## BEGIN Provided text
MALICIOUS PROSECUTION.

[Lorain (8th) Circuit Court, October 8, 1903.]

Hale, Marvin and Winch, JJ.

FRANK LIEBLANG V. CLEVELAND CITY ELEC. RY. Co.

1. ALLEGED MALICIOUS PROSECUTION MUST HAVE TERMINATED IN FAVOR OF ACCUSED. An action for malicious prosecution cannot be maintained until the prosecution complained of has finally terminated in favor of the accused, either by an acquittal or the dismissal of the prosecution and his discharge by the proper authority, and the fact of such favorable termination must be alleged in the petition, and when put in issue by the answer must be established by the evidence, and an assumption by plaintiff's counsel in his examination of plaintiff at the trial that the prosecution has so terminated is not sufficient to establish such fact.

2. IMPROPER for COUNSEL TO ASSUME FACTS NOT IN EVIDENCE IN MALICIOUS PRoseCUTION.

It is improper for plaintiff's counsel to assume in his examination of witnesses that an alleged malicious prosecution has finally terminated in favor of plaintiff, where there is no evidence offered tending to show that fact.

ERROR to court of common pleas of Lorain county.

Kerruish, Chapman & Kerruish, for plaintiff in error.

Squire, Sanders & Dempsey, E. G. Johnson and Hale C. Johnson, for defendant in error.

MARVIN, J. (Orally.)

The case of Frank Lieblang against The Cleveland Electric Railway Company is brought here upon proper proceedings for a review, complaint being made by Lieblang, who was the plaintiff below as well. as the plaintiff in error, that error to his prejudice was committed by the trial court upon the trial.
## END Provided text
## BEGIN Recorded information
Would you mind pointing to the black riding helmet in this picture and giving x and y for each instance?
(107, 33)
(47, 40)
## END Recorded information
Required tasks -
1. Quote the malicious prosecution case word for word, between "2. IMPROPER for" and "upon the trial.", inclusive.
2. Continue the malicious prosecution case from where it stops.

Final answers -
1.
2. IMPROPER for COUNSEL TO ASSUME FACTS NOT IN EVIDENCE IN MALICIOUS PRoseCUTION.

It is improper for plaintiff's counsel to assume in his examination of witnesses that an alleged malicious prosecution has finally terminated in favor of plaintiff, where there is no evidence offered tending to show that fact.

ERROR to court of common pleas of Lorain county.

Kerruish, Chapman & Kerruish, for plaintiff in error.

Squire, Sanders & Dempsey, E. G. Johnson and Hale C. Johnson, for defendant in error.

MARVIN, J. (Orally.)

The case of Frank Lieblang against The Cleveland Electric Railway Company is brought here upon proper proceedings for a review, complaint being made by Lieblang, who was the plaintiff below as well. as the plaintiff in error, that error to his prejudice was committed by the trial court upon the trial.

2.
The suit was brought for malicious prosecution. The petition setting out, stating it briefly, that The Cleveland Electric Railway Company conspired with The Citizens Electric Railway Company, of Detroit, and certain natural persons in the city of Detroit to have Lieblang arrested upon a false charge in Detroit, and prosecuted upon such false charge; that he was arrested; that he was in jail for several days, and that for many months he was under bond and required to appear and did appear a good many times in the city of Detroit, and that he was thereby greatly injured.

The petition further states, as was clearly necessary, that the prosecution in Detroit against him was terminated, and he states that the case or prosecution was terminated by a nolle being entered by the prosecuting attorney with the permission of the court.

Lieblang v. Electric Ry. Co.

The answer denied that The Cleveland Electric Railway Company was in any wise responsible for the arrest of Lieblang, and denies, for want of knowledge, that the prosecution begun in Detroit was terminated at the time the suit was brought. That raised the issue squarely, and put the plaintiff upon proof that the prosecution in Detroit was ended.

It is settled without any question in Ohio that before a suit can be brought for malicious prosecution, the prosecution must be ended, and must have ended either by an acquittal of the accused or by a dismissal of the prosecution.

The last case to which our attention has been called on that subject is Douglas v. Allen, 56 Ohio St. 156.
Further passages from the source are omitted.